## TEXT EXCERPT
-- Opening Marker --

# Have our dragons grown larger?



## Jabrosky (Jul 27, 2012)

Once I browsed through some old paintings and other artwork featuring dragons, and what jumped out at me were the dragons' sizes relative to their human adversaries. Some examples:

















The dragons seldom exceed the horses or human beings in size. Everyone nowadays draws dragons as growing very large, but this appears to be a recent trend if old dragon art is anything to go by. Dragons in old mythology used to be fairly small.

I wonder if the recent growth in fantasy dragons' size has anything to do with modern paleontology. Most Europeans back in the Middle Ages probably couldn't imagine any land animal outsizing a horse or cow. Of course sailors who had exposure to whales probably knew that _marine_ animals could grow colossal, hence giant sea serpents like Leviathan, but it probably took paleontologists to show that terrestrial creatures could get really big too.


----------



## Feo Takahari (Jul 27, 2012)

How old are those paintings? They may be examples of hierarchical proportion, in which things are sized according to their importance. It was common in European paintings pre-Renaissance. (For instance, horses that were not being ridden were drawn as smaller than humans, since horses are less important than humans. Unfortunately, I can't find a good example image of this online.)


----------



## ThinkerX (Jul 27, 2012)

> Once I browsed through some old paintings and other artwork featuring dragons, and what jumped out at me were the dragons' sizes relative to their human adversaries. Some examples



I noticed the same thing years ago.



> I wonder if the recent growth in fantasy dragons' size has anything to do with modern paleontology. Most Europeans back in the Middle Ages probably couldn't imagine any land animal outsizing a horse or cow. Of course sailors who had exposure to whales probably knew that marine animals could grow colossal, hence giant sea serpents like Leviathan, but it probably took paleontologists to show that terrestrial creatures could get really big too.

-- Closing Marker --

## WHAT IS REQUIRED
Transcribe the dragon-size thread from "How old are" through "thing years ago.", inclusive. The entries that come next can be ignored.

## EXTRACTED DATA
-- Opening Marker --

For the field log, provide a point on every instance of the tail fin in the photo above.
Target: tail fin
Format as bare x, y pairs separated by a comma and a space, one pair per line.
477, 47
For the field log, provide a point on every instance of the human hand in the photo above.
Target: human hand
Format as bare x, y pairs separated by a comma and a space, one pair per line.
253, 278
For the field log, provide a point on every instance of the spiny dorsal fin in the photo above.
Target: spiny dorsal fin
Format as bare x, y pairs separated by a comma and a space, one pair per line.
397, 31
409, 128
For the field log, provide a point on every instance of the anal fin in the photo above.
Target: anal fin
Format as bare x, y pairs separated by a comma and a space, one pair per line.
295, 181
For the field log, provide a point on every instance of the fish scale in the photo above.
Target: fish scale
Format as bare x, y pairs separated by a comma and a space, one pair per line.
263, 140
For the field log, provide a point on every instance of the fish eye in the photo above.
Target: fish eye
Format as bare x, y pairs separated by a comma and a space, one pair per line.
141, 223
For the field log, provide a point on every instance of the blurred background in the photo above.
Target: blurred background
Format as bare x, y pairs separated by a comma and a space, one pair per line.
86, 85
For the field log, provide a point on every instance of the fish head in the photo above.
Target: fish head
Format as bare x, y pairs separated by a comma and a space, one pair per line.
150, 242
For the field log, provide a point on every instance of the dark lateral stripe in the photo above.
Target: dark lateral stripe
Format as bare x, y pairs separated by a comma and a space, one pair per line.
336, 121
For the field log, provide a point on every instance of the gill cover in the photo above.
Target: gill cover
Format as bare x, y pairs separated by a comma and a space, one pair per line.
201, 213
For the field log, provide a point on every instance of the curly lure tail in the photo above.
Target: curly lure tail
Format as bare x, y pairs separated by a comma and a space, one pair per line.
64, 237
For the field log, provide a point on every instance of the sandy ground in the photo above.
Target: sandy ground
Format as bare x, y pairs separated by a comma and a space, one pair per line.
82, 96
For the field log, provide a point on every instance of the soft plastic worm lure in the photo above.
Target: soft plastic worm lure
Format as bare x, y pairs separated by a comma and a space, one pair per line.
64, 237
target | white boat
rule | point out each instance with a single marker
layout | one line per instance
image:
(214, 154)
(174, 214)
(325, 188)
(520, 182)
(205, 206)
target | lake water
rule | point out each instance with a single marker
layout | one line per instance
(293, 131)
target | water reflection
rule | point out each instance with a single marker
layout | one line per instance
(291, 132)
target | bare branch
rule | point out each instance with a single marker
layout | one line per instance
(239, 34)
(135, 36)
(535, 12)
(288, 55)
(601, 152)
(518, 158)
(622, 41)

-- Closing Marker --

## ANSWER TO THE PROBLEM
How old are those paintings? They may be examples of hierarchical proportion, in which things are sized according to their importance. It was common in European paintings pre-Renaissance. (For instance, horses that were not being ridden were drawn as smaller than humans, since horses are less important than humans. Unfortunately, I can't find a good example image of this online.)


----------



## ThinkerX (Jul 27, 2012)

> Once I browsed through some old paintings and other artwork featuring dragons, and what jumped out at me were the dragons' sizes relative to their human adversaries. Some examples



I noticed the same thing years ago.